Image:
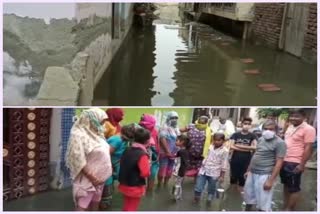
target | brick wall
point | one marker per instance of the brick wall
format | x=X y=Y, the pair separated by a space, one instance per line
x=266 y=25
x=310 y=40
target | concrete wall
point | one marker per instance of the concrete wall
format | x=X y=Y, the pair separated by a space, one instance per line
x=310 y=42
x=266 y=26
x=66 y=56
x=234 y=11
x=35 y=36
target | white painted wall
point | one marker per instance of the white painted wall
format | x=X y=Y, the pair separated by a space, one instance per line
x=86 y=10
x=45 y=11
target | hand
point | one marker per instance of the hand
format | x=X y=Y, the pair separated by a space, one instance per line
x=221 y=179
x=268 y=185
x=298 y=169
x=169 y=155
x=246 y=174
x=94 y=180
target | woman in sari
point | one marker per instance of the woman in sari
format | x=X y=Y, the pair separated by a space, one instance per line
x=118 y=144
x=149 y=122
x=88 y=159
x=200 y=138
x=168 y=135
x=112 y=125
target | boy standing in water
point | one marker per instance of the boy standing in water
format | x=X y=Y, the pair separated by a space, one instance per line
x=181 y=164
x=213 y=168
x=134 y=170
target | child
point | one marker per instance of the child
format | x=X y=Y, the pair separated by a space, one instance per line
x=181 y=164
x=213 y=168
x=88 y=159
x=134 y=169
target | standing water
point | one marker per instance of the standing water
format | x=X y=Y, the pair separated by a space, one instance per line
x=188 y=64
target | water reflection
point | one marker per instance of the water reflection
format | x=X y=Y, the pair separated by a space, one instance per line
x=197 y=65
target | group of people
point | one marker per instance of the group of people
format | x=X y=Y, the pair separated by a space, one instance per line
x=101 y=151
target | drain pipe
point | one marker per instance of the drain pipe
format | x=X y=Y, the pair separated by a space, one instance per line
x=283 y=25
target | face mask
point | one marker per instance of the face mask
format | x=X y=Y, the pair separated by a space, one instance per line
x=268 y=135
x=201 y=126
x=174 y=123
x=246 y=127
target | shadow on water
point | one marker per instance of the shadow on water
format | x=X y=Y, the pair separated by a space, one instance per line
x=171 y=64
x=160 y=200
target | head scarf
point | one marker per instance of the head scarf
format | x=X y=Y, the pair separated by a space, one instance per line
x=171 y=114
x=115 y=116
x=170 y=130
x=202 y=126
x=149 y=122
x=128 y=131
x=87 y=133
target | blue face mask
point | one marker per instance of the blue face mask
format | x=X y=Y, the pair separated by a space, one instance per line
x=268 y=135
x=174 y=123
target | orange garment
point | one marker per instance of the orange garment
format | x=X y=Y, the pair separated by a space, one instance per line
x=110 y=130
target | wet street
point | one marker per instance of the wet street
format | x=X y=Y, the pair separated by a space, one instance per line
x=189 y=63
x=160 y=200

--

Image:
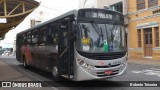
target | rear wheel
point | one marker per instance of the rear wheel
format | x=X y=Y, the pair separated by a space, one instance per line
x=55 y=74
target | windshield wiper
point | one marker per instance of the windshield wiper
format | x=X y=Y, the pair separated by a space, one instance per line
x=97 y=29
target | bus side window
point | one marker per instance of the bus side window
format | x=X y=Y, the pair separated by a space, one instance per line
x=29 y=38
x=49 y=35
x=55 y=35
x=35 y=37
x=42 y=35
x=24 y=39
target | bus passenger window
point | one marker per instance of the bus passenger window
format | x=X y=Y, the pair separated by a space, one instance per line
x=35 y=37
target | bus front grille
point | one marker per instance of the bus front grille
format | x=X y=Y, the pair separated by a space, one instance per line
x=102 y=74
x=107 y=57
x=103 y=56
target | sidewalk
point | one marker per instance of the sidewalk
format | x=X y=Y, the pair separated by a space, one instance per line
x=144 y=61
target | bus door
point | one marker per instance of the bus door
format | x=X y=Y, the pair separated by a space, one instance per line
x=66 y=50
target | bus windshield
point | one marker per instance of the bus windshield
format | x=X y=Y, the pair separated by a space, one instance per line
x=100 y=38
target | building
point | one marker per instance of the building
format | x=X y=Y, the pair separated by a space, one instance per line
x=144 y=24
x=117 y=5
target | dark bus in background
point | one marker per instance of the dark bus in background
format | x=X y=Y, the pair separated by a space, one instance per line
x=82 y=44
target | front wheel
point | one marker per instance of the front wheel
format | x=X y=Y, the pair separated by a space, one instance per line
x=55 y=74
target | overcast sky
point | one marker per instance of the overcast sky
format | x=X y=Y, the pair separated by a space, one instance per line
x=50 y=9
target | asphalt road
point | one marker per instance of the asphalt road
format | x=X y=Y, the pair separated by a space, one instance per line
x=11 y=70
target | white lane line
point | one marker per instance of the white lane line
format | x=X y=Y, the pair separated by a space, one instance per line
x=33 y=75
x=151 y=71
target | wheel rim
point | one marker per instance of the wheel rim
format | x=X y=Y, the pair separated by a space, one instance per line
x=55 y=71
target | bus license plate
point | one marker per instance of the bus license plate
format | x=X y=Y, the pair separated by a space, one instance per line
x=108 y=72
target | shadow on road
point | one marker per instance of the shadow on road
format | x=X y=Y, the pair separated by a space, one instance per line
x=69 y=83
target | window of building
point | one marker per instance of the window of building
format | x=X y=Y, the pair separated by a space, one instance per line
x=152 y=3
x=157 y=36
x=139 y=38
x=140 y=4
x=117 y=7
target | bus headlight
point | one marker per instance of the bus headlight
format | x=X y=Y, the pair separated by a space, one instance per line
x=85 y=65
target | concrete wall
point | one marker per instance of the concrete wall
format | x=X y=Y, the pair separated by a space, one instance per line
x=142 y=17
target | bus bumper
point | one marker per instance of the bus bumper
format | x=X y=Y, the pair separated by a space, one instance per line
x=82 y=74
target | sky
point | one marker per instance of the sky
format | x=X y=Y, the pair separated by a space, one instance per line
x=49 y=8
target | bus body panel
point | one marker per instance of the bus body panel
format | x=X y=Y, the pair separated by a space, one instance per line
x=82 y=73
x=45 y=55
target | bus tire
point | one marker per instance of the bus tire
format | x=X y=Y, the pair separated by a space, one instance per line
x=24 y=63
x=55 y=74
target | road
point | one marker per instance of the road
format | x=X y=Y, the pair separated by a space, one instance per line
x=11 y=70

→ TASK INSTRUCTIONS
Out of the data above, give again only the lines starting at the one holding "target | bus front grille" and ending at the one holding "point | one marker per instance of the building", unchanged.

→ EXERCISE ANSWER
target | bus front grille
point | one marker per instance of the bus front grille
format | x=X y=Y, the pair separated by a space, one instance per line
x=102 y=74
x=107 y=57
x=103 y=56
target | sidewalk
point | one marker per instance of the sidewalk
format | x=X y=Y, the pair separated by a space, one instance per line
x=144 y=61
target | bus door
point | one marker per instance of the bus door
format | x=X y=Y, the pair separated by a space, one instance per line
x=66 y=50
target | bus windshield
point | one marker per instance of the bus windshield
format | x=X y=Y, the pair separated by a space, one instance per line
x=100 y=38
target | building
point | one marker per instance of the building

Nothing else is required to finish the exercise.